* Task brief: Please rewrite every line, starting with the line containing "[pin] framed certificate" and going on through the last line of the entries, multiplying each x and y coordinate in the answers by 1.8 and rounding to the nearest whole number, with halves rounded up. Keep all other text and numbers, including the sample coordinates, unchanged.

* * * * * * *

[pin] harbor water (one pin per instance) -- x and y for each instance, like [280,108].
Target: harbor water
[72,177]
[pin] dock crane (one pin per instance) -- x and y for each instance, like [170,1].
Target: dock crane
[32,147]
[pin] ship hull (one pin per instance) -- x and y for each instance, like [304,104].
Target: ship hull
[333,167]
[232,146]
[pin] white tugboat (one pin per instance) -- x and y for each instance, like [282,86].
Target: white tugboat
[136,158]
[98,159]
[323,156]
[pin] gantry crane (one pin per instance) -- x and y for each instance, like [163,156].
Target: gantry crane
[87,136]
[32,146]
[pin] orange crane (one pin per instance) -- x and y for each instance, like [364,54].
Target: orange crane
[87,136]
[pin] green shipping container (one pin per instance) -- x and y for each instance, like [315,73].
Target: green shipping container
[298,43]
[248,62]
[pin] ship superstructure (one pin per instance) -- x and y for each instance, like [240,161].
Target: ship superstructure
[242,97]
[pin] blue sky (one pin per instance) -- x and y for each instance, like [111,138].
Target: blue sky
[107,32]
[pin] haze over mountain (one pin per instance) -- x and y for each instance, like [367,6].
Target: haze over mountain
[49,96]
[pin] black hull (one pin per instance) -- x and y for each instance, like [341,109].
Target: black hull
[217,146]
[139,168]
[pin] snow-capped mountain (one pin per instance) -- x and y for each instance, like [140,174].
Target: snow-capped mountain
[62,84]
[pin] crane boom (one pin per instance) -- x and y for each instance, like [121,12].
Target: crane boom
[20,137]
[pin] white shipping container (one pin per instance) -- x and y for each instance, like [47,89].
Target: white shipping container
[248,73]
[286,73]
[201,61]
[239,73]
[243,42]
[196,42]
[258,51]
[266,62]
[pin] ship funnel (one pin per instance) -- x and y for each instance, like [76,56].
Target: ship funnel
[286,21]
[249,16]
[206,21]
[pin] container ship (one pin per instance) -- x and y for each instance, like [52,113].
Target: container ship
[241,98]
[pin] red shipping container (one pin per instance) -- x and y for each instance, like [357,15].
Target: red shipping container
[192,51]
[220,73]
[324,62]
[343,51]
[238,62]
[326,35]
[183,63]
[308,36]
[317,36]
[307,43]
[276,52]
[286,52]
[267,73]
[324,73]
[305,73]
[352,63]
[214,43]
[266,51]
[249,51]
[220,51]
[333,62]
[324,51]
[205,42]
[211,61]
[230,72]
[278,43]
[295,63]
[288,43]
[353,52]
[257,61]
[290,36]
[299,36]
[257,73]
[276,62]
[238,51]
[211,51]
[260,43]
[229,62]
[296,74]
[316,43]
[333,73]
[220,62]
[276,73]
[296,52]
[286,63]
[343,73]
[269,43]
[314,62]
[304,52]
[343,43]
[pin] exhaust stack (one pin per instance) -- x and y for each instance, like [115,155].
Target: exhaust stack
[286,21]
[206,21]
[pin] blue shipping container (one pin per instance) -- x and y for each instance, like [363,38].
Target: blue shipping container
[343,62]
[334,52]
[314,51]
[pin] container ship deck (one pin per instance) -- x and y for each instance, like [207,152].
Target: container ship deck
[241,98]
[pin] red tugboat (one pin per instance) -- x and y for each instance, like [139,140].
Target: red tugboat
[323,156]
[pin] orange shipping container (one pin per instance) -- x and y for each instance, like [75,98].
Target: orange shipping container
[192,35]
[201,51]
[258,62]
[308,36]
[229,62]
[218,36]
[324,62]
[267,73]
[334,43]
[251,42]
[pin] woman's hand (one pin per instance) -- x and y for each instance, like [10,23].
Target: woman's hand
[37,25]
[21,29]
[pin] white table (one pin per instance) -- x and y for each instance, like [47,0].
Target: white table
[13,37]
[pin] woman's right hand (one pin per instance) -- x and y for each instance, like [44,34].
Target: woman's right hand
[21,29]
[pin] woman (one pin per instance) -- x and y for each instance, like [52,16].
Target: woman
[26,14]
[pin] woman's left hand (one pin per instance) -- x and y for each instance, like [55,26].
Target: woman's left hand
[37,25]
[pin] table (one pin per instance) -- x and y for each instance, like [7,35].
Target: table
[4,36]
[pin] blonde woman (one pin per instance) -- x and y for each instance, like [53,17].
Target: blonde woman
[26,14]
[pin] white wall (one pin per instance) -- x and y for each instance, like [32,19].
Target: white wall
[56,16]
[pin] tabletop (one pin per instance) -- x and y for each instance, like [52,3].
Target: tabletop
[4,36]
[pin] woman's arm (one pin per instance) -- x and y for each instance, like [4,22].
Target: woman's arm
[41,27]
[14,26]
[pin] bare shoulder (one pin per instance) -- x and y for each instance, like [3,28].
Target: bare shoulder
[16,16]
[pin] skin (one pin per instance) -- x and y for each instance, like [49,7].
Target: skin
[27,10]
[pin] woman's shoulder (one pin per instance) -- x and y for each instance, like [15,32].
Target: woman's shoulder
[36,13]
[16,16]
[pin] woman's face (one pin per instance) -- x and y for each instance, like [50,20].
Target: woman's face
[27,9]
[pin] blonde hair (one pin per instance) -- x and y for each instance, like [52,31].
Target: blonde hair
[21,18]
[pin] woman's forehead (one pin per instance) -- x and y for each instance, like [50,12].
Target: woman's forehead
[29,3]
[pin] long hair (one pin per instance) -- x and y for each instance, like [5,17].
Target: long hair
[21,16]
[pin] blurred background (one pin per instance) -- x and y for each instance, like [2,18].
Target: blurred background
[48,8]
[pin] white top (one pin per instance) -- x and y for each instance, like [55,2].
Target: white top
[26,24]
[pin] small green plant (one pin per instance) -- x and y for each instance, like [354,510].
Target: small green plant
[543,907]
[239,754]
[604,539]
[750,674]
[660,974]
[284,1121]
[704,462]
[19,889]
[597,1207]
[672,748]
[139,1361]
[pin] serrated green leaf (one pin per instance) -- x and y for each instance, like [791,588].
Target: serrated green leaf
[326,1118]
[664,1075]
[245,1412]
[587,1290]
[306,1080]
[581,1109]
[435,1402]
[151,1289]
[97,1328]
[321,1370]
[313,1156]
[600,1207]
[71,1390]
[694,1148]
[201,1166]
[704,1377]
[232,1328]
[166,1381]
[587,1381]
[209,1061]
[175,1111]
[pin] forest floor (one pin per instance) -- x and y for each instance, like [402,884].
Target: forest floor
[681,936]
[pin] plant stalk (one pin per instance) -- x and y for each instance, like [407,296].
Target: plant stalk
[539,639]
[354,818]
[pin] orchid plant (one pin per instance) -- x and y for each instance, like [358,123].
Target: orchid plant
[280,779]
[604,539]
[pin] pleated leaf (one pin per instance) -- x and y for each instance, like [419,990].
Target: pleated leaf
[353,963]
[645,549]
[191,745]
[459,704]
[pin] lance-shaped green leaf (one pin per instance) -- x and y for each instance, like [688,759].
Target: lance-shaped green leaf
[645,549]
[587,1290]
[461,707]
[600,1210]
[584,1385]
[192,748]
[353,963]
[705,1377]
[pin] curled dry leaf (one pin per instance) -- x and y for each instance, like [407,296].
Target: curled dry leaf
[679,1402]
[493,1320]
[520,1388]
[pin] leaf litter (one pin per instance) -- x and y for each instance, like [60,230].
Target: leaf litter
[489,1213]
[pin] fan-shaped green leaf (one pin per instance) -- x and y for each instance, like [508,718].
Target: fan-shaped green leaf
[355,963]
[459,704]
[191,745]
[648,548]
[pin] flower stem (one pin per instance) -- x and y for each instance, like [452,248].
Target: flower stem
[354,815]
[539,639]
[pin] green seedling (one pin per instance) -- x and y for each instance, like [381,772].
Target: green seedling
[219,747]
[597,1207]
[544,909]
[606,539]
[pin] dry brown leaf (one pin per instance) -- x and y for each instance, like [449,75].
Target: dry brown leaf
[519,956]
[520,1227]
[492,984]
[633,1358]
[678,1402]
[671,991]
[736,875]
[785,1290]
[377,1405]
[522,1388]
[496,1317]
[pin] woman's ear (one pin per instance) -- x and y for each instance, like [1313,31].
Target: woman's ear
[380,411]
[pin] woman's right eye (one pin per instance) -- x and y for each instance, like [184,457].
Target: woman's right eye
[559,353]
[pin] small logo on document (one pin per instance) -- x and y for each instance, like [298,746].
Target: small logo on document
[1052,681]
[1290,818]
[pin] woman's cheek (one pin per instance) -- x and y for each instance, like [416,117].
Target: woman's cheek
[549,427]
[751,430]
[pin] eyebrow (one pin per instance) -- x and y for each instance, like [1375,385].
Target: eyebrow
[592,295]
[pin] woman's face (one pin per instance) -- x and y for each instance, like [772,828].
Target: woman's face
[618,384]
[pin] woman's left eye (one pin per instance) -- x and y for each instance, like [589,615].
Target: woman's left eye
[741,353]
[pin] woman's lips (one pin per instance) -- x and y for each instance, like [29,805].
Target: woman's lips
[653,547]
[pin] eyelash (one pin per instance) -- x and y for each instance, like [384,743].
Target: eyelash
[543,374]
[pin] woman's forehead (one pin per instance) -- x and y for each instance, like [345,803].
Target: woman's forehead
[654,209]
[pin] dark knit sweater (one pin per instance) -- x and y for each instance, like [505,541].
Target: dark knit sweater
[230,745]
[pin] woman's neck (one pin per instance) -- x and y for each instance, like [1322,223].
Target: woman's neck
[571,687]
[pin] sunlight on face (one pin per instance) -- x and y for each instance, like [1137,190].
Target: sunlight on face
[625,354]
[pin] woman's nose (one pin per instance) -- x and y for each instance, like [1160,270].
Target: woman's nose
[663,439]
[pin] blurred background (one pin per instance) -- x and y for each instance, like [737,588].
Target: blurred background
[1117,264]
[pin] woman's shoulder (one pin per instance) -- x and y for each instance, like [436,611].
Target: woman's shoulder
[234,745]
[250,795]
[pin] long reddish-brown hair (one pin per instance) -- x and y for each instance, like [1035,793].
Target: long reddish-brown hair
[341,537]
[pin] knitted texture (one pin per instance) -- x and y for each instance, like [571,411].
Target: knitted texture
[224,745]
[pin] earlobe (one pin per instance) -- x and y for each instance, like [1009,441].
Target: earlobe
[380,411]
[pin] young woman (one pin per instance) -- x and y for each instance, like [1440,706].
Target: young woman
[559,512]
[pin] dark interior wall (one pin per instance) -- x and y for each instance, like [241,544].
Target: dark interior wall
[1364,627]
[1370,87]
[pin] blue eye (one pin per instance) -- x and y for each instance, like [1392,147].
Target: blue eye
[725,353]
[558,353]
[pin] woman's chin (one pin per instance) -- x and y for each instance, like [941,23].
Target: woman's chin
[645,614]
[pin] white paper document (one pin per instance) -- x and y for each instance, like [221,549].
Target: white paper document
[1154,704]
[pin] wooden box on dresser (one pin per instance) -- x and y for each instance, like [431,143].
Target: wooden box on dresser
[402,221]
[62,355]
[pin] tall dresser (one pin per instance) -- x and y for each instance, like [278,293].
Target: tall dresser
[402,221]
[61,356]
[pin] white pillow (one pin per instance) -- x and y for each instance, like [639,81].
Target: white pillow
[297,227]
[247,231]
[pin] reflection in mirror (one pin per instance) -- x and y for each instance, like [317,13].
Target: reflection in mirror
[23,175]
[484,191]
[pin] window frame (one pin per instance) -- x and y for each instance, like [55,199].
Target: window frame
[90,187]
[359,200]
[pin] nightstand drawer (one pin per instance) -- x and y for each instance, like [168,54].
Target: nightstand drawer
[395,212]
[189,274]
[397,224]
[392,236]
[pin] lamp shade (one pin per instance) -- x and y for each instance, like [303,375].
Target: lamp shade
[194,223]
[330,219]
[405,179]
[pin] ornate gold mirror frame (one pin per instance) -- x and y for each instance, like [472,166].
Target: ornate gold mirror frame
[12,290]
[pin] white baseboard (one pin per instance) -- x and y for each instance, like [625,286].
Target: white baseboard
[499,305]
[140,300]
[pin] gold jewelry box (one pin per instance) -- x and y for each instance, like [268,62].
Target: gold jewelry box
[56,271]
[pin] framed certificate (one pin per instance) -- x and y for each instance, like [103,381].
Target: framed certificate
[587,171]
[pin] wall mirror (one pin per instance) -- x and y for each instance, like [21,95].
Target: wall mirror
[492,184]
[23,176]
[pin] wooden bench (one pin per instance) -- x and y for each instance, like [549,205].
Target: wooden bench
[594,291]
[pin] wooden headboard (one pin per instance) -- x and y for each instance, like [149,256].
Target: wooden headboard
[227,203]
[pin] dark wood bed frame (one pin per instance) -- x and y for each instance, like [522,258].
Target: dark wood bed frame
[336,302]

* * * * * * *

* Exercise answer:
[pin] framed certificate (one pin per instance) -- x and y for each instance, like [103,381].
Target: framed certificate
[1057,308]
[pin] wall mirror (one pin per instance) -- x and y for each instance, like [21,95].
Target: wall mirror
[886,331]
[41,317]
[pin] wooden bench (one pin per instance) -- x and y for each instance, like [549,205].
Target: wooden bench
[1069,524]
[pin] wooden headboard (one pin per instance) -- x and y for each instance, like [149,256].
Target: wooden headboard
[409,365]
[pin] dark wood bed frame (one pin per instance) -- x and y for each instance, like [522,258].
Target: dark wood bed frame
[605,544]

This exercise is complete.